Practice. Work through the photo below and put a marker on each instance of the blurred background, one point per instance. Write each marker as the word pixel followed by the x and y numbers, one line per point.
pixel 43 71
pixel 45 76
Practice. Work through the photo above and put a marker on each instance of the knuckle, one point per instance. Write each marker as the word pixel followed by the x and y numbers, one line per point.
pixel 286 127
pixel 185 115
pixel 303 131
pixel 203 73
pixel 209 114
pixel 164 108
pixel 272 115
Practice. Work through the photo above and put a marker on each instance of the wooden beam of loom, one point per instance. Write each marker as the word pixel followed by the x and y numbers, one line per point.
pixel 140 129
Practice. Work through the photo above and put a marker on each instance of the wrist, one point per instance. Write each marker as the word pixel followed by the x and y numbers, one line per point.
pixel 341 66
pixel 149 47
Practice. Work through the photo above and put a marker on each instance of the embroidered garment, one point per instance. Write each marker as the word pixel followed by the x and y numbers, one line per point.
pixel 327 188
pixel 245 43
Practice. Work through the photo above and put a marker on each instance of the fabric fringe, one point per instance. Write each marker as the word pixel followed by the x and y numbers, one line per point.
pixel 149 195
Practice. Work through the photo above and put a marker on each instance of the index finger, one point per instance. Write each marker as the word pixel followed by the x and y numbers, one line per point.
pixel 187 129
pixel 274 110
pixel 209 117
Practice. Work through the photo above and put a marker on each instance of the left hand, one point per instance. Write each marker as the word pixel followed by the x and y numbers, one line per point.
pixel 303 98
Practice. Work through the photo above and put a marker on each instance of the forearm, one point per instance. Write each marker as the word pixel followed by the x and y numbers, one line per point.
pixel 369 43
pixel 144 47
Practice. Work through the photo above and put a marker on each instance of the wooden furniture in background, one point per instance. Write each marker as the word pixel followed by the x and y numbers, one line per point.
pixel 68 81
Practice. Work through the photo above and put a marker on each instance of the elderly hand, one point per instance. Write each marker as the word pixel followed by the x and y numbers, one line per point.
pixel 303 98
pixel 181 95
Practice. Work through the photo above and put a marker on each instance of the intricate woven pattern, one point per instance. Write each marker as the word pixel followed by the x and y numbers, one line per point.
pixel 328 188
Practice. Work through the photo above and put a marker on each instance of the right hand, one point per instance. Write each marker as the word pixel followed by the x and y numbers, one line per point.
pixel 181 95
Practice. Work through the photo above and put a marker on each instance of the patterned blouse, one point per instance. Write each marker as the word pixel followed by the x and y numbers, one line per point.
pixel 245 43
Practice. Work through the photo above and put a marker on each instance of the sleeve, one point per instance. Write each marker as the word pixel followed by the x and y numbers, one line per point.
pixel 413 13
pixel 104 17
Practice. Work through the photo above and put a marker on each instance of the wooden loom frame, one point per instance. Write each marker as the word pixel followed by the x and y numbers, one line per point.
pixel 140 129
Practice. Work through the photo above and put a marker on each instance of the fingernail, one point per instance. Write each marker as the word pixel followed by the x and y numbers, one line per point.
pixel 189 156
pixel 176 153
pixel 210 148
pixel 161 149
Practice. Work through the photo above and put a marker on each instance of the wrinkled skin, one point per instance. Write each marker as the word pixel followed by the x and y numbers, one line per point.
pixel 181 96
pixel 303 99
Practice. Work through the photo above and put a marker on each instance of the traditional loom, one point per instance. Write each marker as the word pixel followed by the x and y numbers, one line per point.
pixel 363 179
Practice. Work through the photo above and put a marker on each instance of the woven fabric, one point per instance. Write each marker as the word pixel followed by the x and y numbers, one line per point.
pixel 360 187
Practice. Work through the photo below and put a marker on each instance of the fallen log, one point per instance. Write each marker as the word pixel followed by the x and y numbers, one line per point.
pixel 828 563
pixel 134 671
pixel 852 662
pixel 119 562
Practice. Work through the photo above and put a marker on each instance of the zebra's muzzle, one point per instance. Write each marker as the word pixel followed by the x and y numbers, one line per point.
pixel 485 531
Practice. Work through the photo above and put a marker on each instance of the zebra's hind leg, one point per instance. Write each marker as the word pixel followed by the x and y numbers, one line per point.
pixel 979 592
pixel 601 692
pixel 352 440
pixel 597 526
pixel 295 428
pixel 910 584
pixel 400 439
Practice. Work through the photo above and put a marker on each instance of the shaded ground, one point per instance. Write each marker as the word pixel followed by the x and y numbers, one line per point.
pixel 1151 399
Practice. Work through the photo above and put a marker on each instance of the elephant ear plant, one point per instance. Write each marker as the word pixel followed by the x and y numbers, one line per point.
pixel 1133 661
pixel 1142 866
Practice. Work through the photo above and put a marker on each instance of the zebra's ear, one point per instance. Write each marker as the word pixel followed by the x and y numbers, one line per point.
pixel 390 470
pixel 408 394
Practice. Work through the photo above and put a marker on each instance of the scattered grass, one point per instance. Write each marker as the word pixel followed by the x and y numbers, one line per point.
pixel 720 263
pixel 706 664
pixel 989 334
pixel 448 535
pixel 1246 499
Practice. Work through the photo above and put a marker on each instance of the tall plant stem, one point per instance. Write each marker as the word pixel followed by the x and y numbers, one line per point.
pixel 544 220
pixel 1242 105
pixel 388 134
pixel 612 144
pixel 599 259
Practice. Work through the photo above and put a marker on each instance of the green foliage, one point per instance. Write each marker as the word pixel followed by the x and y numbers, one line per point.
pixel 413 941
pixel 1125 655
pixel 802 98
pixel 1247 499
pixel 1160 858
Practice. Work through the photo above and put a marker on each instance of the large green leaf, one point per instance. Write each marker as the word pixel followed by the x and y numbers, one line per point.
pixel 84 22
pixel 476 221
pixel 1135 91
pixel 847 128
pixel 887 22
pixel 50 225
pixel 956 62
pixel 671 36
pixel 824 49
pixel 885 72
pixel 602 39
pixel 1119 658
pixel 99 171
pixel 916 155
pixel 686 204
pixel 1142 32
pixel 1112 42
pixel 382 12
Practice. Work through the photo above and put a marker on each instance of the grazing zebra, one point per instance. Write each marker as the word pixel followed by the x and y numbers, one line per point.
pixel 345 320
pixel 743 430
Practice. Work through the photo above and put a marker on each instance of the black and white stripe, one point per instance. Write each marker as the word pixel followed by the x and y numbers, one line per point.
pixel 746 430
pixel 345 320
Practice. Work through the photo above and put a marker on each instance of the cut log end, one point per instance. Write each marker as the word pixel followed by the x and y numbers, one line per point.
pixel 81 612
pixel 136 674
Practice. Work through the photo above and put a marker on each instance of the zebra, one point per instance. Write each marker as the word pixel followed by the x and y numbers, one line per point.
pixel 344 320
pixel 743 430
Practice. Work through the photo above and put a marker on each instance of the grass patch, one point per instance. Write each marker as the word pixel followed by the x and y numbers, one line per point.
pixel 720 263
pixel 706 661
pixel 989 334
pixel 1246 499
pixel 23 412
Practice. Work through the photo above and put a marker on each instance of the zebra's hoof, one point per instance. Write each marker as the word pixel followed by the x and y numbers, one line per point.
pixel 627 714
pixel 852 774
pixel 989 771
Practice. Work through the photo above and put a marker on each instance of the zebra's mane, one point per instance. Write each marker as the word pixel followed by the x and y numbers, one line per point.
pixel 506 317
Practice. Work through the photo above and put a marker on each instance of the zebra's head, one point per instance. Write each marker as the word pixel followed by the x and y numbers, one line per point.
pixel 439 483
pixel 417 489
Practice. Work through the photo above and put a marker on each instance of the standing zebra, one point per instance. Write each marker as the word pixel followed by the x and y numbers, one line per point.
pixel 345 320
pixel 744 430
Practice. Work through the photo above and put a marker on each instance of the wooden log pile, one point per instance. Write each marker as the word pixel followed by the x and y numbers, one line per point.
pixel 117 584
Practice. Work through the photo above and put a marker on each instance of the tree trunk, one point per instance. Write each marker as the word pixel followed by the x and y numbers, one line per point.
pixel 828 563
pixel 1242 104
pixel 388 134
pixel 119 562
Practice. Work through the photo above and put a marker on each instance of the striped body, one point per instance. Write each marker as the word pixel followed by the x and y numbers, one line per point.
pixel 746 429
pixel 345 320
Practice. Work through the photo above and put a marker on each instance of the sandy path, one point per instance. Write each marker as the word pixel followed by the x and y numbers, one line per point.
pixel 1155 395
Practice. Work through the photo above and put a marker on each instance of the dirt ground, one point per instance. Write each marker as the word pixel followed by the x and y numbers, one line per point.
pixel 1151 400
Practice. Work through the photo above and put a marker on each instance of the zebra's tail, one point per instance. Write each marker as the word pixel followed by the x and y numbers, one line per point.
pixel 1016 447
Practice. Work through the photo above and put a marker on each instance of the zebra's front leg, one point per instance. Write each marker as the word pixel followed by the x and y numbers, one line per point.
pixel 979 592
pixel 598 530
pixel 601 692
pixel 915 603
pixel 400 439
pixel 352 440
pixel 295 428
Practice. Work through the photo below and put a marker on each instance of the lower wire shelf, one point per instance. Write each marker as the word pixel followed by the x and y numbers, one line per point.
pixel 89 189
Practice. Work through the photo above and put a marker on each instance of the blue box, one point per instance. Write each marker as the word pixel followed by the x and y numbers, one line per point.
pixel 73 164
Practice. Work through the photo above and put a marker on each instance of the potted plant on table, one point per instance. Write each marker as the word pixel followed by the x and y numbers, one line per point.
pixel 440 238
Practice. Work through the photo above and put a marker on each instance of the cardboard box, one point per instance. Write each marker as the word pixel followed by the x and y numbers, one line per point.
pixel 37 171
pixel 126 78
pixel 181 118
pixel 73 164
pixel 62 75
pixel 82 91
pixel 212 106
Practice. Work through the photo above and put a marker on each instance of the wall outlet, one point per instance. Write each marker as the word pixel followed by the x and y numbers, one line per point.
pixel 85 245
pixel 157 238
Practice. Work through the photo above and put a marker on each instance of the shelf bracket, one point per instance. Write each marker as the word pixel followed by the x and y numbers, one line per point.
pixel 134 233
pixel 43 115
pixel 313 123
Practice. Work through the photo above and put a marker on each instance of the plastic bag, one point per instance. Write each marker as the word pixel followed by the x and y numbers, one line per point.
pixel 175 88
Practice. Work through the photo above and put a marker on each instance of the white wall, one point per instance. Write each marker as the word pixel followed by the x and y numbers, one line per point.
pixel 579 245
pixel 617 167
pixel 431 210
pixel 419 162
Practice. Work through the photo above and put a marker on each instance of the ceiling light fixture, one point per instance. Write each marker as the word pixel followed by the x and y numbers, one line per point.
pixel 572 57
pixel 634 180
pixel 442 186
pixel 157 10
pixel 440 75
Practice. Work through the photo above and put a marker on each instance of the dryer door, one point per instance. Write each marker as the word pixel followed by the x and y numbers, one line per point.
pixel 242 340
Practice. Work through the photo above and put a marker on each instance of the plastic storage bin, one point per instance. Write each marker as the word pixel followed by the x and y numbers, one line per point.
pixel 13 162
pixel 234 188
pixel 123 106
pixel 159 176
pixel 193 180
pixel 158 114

┄┄┄┄┄┄

**SET EXERCISE:** Write out only the part of the lines that opens with the line containing "the zebra, one" and closes with the line containing "pixel 117 584", replacing "marker" with "dot" wherever it occurs and leaving everything else unchanged.

**WRITTEN ANSWER:**
Practice. Work through the photo above and put a dot on each instance of the zebra, one point per instance. Write each dot as the word pixel followed by the x and y numbers, one line per point.
pixel 344 320
pixel 743 430
Practice. Work through the photo above and put a dot on each instance of the grass patch, one point per instance. Write each dot as the word pixel followed by the x and y numbers, one line per point.
pixel 720 263
pixel 706 661
pixel 989 334
pixel 1246 499
pixel 23 412
Practice. Work through the photo above and put a dot on each instance of the zebra's hoof, one point per instance. Write each dot as the word pixel followed by the x and y numbers, one line per point.
pixel 627 714
pixel 852 774
pixel 989 771
Practice. Work through the photo above and put a dot on each instance of the zebra's mane, one point per instance. Write each dot as the word pixel followed by the x and y numbers, one line per point.
pixel 506 317
Practice. Work through the photo above and put a dot on each instance of the zebra's head, one point per instance. Write each dot as the word pixel followed by the x and y numbers, one line per point.
pixel 439 483
pixel 417 489
Practice. Work through the photo above and put a dot on each instance of the standing zebra, one point per instance. Write each dot as the word pixel followed by the x and y numbers, one line per point.
pixel 345 320
pixel 744 430
Practice. Work through the photo above and put a dot on each instance of the wooden log pile, one point per instance. Write each dot as the word pixel followed by the x and y numbers, one line per point.
pixel 117 584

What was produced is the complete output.